■ TEXTE FOURNI ■
--------
L'économie européenne est en pleine tourmente. Après un printemps désastreux et un fort rebond de l'activité l'été dernier, la seconde vague a anéanti tout espoir d'une reprise rapide et solide de l'activité. La plupart des grandes puissances économiques ont remis en oeuvre des mesures de confinement et la stagnation des contaminations depuis quelques jours dans des pays comme la France ne laissent pas entrevoir de perspectives favorables à court terme. "C'est un choc profond au second trimestre et il y a eu un très fort rebond au troisième trimestre. Le rebond de l'activité n'est pas identique selon les pays. En Espagne, le choc sur l'économie demeure relativement sévère à la fin du troisième trimestre" a résumé la directrice de la recherche économique chez Candriam Florence Pisani. Pour 2021, la croissance devrait augmenter de 7,6% dans l'union monétaire après un recul du même ordre en 2020 mais de nombreuses incertitudes persistent.

Si la plupart des Etats sur le Vieux continent ont adopté des stratégies pour préserver l'emploi contrairement aux Etats-Unis, les répercussions sur le marché du travail sont immenses. "A l'intérieur de la zone, le choc sur l'emploi est loin d'avoir été partout le même" a-t-elle ajouté. Les pays qui ont de fortes proportions de travailleurs à bas salaires ou peu qualifiés ont été plus durement frappés par la crise. Les risques de pertes d'emplois concernant les bas revenus sont particulièrement élevés, notamment en Espagne ou en Irlande. "Malgré le choc sur l'activité en Allemagne, l'emploi a été préservé contrairement à l'Espagne. Le choc sur l'emploi a été plus faible aussi en France ou en Italie. La conséquence de cette évolution de l'emploi se traduit par un choc important sur le revenu disponible" a signalé Florence Pisani.
--------
■ EXERCICES ■
1. Reformulez en liste, s'il vous plaît, le paragraphe du texte sur l'économie européenne qui commence par « Si la plupart des Etats », en conservant ses faits principaux.
2. Poursuivez le texte sur l'économie européenne à partir de sa dernière phrase.
Les enregistrements ne sont pas nécessaires ici.

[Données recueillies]
--------
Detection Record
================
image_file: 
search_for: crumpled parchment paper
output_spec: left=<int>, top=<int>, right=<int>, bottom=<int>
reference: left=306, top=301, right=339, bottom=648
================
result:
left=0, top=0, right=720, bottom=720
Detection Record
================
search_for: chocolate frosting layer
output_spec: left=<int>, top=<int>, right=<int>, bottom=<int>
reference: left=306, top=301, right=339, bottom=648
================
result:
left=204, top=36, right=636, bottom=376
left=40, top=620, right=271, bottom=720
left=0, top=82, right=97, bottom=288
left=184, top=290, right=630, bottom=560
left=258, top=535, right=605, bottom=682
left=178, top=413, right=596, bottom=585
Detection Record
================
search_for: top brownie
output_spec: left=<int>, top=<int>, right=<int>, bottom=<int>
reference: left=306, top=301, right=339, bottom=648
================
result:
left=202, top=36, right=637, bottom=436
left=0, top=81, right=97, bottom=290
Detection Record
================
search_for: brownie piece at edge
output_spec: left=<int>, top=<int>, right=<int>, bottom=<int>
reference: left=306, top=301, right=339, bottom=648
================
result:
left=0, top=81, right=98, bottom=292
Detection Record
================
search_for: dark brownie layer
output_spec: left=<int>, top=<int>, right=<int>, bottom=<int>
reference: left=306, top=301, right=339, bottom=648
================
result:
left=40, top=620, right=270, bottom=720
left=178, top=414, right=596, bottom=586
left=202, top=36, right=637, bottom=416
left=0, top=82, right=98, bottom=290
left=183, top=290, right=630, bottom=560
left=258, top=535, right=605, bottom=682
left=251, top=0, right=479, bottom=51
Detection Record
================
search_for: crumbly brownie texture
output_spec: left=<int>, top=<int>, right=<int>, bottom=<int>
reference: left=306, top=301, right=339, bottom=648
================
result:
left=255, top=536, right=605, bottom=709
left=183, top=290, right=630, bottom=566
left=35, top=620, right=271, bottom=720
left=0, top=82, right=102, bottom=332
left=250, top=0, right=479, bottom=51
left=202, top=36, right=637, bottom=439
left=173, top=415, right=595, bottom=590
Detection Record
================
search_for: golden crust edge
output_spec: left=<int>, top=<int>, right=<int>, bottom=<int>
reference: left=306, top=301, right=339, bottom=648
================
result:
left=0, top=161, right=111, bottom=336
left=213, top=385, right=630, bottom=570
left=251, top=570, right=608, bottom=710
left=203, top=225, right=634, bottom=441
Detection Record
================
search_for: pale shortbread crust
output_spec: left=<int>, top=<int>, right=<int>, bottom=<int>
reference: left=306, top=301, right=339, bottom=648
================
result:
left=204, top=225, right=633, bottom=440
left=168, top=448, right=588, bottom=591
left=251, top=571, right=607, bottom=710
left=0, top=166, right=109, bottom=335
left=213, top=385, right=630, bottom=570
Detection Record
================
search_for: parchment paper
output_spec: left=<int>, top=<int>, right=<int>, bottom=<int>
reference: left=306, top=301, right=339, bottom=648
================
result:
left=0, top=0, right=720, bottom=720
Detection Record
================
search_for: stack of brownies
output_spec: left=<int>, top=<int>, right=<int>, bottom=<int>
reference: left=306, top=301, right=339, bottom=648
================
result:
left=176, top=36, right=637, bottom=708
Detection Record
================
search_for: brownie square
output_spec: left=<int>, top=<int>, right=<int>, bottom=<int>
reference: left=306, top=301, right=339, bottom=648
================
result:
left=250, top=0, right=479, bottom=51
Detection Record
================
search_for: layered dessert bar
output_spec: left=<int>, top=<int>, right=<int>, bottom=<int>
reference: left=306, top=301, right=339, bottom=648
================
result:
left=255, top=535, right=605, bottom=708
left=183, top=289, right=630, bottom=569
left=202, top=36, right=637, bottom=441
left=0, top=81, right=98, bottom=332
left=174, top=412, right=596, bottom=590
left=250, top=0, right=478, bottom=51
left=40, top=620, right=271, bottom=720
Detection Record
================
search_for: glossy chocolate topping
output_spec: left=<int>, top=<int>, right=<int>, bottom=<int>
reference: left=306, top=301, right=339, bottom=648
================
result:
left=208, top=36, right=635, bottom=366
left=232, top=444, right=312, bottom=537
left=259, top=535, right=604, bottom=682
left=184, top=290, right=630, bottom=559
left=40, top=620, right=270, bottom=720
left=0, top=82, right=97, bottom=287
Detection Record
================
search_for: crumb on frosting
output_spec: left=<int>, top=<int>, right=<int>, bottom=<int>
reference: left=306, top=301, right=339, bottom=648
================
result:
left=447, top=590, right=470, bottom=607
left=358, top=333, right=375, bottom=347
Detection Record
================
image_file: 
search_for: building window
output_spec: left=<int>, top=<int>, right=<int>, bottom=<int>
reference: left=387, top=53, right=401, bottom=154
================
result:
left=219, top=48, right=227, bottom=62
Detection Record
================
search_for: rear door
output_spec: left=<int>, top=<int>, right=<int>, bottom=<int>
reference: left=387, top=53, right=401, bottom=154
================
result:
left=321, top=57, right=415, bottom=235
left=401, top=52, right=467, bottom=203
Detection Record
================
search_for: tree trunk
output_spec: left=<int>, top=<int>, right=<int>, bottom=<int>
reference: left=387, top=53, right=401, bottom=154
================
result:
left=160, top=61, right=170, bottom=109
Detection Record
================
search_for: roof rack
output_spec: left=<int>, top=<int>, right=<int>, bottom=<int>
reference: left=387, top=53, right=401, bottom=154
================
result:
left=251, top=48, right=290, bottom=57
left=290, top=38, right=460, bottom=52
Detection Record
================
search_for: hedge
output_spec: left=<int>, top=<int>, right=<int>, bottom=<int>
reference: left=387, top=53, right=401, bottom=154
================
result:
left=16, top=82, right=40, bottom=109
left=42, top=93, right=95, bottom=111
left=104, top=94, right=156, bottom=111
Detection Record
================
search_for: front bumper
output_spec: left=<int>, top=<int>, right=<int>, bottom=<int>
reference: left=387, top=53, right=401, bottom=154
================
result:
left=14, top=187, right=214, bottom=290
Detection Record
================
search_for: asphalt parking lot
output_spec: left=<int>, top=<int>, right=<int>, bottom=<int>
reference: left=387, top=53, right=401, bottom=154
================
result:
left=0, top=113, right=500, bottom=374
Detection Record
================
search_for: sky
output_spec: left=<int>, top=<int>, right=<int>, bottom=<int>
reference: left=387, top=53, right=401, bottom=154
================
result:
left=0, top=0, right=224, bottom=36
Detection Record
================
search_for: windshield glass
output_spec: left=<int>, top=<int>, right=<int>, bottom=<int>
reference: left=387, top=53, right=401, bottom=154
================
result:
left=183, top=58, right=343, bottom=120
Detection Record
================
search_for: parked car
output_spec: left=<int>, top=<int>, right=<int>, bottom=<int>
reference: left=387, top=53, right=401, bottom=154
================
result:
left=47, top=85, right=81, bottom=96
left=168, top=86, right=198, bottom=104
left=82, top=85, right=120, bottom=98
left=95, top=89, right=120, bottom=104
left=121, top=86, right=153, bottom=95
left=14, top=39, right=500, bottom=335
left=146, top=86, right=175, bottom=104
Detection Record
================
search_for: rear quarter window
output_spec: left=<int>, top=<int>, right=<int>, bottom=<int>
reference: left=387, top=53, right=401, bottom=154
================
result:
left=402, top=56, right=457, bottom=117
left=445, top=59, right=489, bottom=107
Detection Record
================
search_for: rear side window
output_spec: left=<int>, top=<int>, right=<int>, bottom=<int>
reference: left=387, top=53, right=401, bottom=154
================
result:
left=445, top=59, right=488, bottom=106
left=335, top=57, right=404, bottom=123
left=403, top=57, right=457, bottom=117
--------
■ CORRIGÉ ■
1.
- Contrairement aux États-Unis, la plupart des États européens ont adopté des stratégies pour préserver l'emploi, mais les répercussions sur le marché du travail sont immenses.
- Dans la zone, le choc sur l'emploi n'a pas été partout le même.
- Les pays comptant une forte proportion de travailleurs à bas salaires ou peu qualifiés ont été plus durement frappés.
- Les risques de pertes d'emplois pour les bas revenus sont particulièrement élevés, notamment en Espagne et en Irlande.
- En Allemagne, l'emploi a été préservé malgré le choc sur l'activité, contrairement à l'Espagne.
- Le choc sur l'emploi a aussi été plus faible en France et en Italie.
- Selon Florence Pisani, cette évolution de l'emploi se traduit par un choc important sur le revenu disponible.

2.
La reprise de l'épidémie à l'automne a freiné l'activité dans la plupart des pays, notamment dans les services alors que l'industrie semble plus préservés selon les derniers indices PMI des directeurs d'achats qui constituent des indices avancés des niveaux d'activité. "La perspective d'une vaccination progressive rend possible un scénario de retour du PIB sur sa tendance de long terme à fin 2021" indiquent les économistes de Candriam.

Malgré ces lueurs d'espoir, les dégâts sur le marché du travail sont colossaux. Pour mesurer cet impact, il faut rappeler que plus de 3,9 millions d'emplois doivent être crées pour parvenir à un chômage de 7,4% à la fin 2021. Enfin si le plan de relance n'est pas encore voté, "les discussions laissent penser qu'il pourra passer [...] Le plan NextgenerationEU comprend 390 milliards d'euros de dons et 360 milliards d'euros de prêts. Ce plan ne devrait pas permettre de réduire les divergences entre les pays de la zone euro" a-t-elle conclu.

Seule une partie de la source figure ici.